TEXT UNDER STUDY
%%

The Africa Centre for Energy Policy (ACEP) has called on the International Monetary Fund (IMF) to adopt punitive sanctions to ensure that its member countries strictly implement guidance notes on the utilisation of its Special Drawing Rights (SDR) given to countries in times of crisis.
ACEP again recommended that for developing countries such as Ghana without robust structures, future SDRs should come with requirements such as fiscal and debt sustainability frameworks to ensure compliance.
Initial findings from an analysis conducted by the Africa Centre for Energy Policy (ACEP) on the utilisation of Ghana’s share of 707.3 million (equivalent to US$1 billion) SDR received from the IMF in 2021 show that contrary to general expectations that the utilisation of the funds will boost the macroeconomic stability of Ghana, the situation rather deteriorated in 2022.
According to ACEP, the over $930 million which represents over ninety percent (90%) utilisation of the SDR receipts by government as at May 2022, shows that Ghana does not have much to show for what it described as ‘free money’ it receives from the IMF.

%%

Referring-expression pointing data
%%

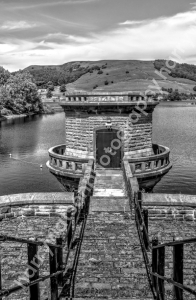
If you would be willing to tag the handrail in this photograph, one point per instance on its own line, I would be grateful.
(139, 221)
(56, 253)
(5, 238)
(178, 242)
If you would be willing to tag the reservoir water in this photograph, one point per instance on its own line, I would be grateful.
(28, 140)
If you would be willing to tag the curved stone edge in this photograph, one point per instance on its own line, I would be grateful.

%%
%%

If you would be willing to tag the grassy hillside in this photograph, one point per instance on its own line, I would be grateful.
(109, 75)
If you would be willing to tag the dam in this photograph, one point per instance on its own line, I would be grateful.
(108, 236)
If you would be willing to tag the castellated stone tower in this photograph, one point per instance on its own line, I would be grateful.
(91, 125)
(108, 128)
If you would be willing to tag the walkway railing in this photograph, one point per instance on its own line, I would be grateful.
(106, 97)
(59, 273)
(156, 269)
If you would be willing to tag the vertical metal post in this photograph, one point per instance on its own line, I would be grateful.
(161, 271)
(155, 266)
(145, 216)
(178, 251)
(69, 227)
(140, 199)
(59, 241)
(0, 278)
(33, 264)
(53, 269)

%%
%%

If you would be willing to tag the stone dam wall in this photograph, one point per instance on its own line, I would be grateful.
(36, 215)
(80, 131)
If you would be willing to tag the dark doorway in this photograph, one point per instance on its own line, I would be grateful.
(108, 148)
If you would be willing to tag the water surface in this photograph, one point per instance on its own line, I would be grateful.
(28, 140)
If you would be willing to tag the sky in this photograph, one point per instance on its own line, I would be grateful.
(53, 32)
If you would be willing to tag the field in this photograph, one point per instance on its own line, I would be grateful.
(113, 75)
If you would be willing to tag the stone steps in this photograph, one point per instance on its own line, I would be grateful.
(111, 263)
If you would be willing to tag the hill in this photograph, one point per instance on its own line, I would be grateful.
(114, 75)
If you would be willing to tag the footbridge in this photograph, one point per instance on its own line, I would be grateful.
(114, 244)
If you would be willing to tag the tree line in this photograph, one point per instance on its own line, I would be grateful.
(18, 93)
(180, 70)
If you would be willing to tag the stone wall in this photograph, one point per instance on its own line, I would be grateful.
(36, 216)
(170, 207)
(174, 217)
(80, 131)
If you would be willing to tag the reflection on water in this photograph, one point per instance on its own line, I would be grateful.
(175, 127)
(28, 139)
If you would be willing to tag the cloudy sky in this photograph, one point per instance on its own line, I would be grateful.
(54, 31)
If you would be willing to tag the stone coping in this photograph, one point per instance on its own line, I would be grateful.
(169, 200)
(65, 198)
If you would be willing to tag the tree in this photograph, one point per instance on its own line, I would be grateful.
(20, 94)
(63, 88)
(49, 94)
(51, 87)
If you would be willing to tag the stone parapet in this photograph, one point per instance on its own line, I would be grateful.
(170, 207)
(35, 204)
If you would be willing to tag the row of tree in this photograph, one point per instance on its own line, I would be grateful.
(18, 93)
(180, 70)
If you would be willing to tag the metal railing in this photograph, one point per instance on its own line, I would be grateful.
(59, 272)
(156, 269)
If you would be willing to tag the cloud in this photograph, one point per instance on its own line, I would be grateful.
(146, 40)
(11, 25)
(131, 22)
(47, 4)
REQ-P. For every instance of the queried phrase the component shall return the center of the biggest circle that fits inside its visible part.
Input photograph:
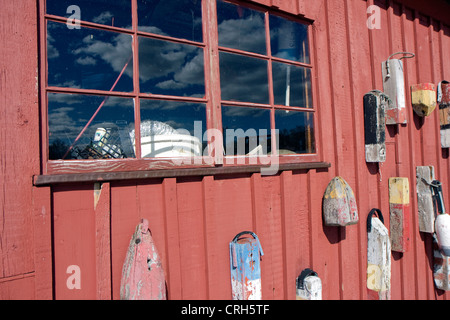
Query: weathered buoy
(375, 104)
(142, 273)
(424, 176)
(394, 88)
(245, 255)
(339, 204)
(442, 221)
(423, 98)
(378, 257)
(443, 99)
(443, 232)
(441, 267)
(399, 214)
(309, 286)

%%

TASK REQUIREMENTS
**1)** Quote the ACEP statement on Ghana's SDR funds from "Initial findings from" up to and including "from the IMF.".
**2)** Extend the ACEP statement on Ghana's use of its IMF Special Drawing Rights, picking up after its final sentence.

TASK RESPONSES
**1)**
Initial findings from an analysis conducted by the Africa Centre for Energy Policy (ACEP) on the utilisation of Ghana’s share of 707.3 million (equivalent to US$1 billion) SDR received from the IMF in 2021 show that contrary to general expectations that the utilisation of the funds will boost the macroeconomic stability of Ghana, the situation rather deteriorated in 2022.
According to ACEP, the over $930 million which represents over ninety percent (90%) utilisation of the SDR receipts by government as at May 2022, shows that Ghana does not have much to show for what it described as ‘free money’ it receives from the IMF.

**2)**
The report highlighted the poor utilisation of the SDR as a result of the general lack of IMF visibility on such general SDRs allocations. This report pointed out that it alienates civic monitoring and undermines accountability, thereby creating an incentive for abuse.
The Head, Monitoring and Evaluation/Senior Policy Analyst at ACEP, Mabel Acquaye, made these remarks during an engagement with members of the Parliamentary Press Corps (PPC) on Ghana’s IMF SDR Allocation Utilisation held on Monday, April 22, 2024, at its head office in Accra.
She blamed government for not adopting a well-defined fiscal structural framework to ensure fiscal prudence and responsibility in guarding how the SDR was spent.
Mrs. Acquaye has therefore challenged Civil Society organisations (CSOs) and the media to develop interest in how such windfalls are expended.
Additionally, ACEP calls on government to exercise prudent fiscal management by prioritising and aligning expenses with available resources.
It urged the country to pay particular attention to such windfalls by re-aligning expenditure and not to see it an opportunity to spend.
Background
Ghana, like any other member country of the IMF, benefited from the unconditional windfall to be expended in the economic recovery efforts from the devastating impacts of COVID-19.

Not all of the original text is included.